DIRECTIONS FOR THIS TASK
Render each line of the records below as an item in a numbered list, skipping blank lines. Leave the pictures out of your list.

Records from a data source
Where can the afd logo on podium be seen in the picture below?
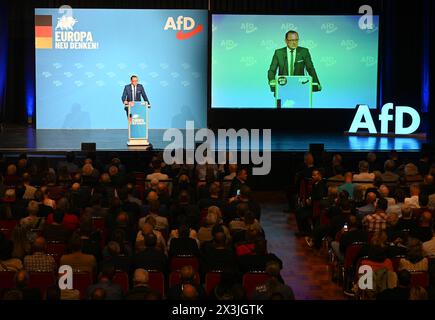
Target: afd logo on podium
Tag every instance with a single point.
(186, 27)
(363, 120)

FINAL RESULT
1. Where can the afd logo on podium be seen in the picture below?
2. Target: afd logo on podium
3. Tag every instance with a single point.
4. (186, 27)
5. (363, 120)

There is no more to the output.